:: OBIETTIVO ::
Riproduci tutte le righe che seguono così come sono, senza cambiare nulla.

Voci tratte da una raccolta
-.-.-
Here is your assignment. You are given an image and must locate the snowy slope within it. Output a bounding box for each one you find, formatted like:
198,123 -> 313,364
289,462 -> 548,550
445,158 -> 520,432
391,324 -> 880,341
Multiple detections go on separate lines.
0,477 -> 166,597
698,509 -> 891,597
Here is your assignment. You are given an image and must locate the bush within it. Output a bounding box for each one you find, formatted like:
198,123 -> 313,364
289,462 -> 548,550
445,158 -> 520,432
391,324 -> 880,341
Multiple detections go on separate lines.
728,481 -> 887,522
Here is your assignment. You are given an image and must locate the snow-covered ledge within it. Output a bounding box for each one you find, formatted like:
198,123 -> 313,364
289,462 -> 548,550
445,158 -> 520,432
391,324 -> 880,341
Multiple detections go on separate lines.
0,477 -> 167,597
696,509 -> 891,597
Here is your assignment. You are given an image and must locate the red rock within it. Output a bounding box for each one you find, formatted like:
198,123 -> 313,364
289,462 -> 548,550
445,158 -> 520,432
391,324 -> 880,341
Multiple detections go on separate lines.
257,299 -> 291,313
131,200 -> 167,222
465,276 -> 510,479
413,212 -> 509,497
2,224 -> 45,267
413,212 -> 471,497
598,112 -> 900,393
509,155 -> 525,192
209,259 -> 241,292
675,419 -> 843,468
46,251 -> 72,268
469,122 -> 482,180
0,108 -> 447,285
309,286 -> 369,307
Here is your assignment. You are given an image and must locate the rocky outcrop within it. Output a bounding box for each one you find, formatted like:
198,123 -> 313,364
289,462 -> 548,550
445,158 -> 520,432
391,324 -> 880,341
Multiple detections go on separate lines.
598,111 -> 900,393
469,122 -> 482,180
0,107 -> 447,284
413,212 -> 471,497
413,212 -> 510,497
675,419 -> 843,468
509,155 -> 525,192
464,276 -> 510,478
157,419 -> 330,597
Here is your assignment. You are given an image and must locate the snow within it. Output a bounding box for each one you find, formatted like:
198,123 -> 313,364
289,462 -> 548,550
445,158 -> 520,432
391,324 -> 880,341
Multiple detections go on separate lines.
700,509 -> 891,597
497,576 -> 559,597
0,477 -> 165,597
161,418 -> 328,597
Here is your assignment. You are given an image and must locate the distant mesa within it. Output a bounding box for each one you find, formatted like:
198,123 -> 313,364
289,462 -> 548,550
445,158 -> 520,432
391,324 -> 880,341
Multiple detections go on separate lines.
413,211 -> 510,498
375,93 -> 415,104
-.-.-
:: SOLUZIONE DEL PROBLEMA ::
Here is your assignment. You are given an image and must locate the snowy slope within it. Output a bounding box for each one you find, formatted like:
198,123 -> 313,364
289,462 -> 548,550
445,158 -> 520,432
391,324 -> 880,341
Multiple detections go on separate lines.
0,477 -> 166,597
698,509 -> 891,597
Here is your assignment. You are given an image and must locate the bush within it. Output a bounding box for each one you find, formatted like:
198,123 -> 313,364
289,462 -> 548,550
445,158 -> 520,432
391,324 -> 880,341
Multiple detections go on separate lines.
728,481 -> 887,522
Here is your assignment. You are given an image and must locate the snow-covered ledge within it. Output a bounding box for each one you find, formatted like:
198,123 -> 313,364
289,462 -> 548,550
445,158 -> 520,432
391,324 -> 880,341
Multiple detections go on separate lines.
0,477 -> 167,597
696,509 -> 891,597
Here is your assignment. You are given an image and must locate the red rock within it. Output a bounding box for each one you find, formatted like:
198,123 -> 313,364
289,462 -> 548,550
445,158 -> 520,432
391,324 -> 880,341
Multiple detections go on separate lines.
257,299 -> 291,313
131,200 -> 167,222
465,276 -> 510,479
413,212 -> 509,497
2,224 -> 45,267
413,212 -> 471,497
598,112 -> 900,393
509,155 -> 525,192
209,259 -> 241,292
675,419 -> 843,468
46,251 -> 72,268
469,122 -> 482,180
0,108 -> 447,285
309,286 -> 369,307
Here is your assignment. You are given an image and must locate the rocky outcrop within it. Output a bounding box for each one you find, formatted like:
198,123 -> 313,364
289,462 -> 548,550
445,158 -> 520,432
391,324 -> 880,341
Multiple detections go on separate lines.
598,111 -> 900,393
469,122 -> 482,180
0,107 -> 447,284
413,212 -> 471,497
413,212 -> 510,497
675,419 -> 843,468
509,155 -> 525,192
464,276 -> 510,478
157,419 -> 330,597
Here is your assignment. You are given an image and must locate the snow within it. Output a bounding box for each one you find, formatted like:
198,123 -> 313,364
289,462 -> 548,550
445,158 -> 520,432
391,324 -> 880,341
Multiple detections go on separate lines.
700,509 -> 891,597
497,576 -> 559,597
0,477 -> 165,597
161,418 -> 328,597
Here is your assignment. You are given an image and must locate the distant mesa within it. Output a bounding box for each one you find, formatted like:
198,123 -> 313,364
289,462 -> 548,550
445,158 -> 520,432
391,324 -> 880,341
Multiple detections go on separate lines.
413,211 -> 510,498
375,93 -> 415,104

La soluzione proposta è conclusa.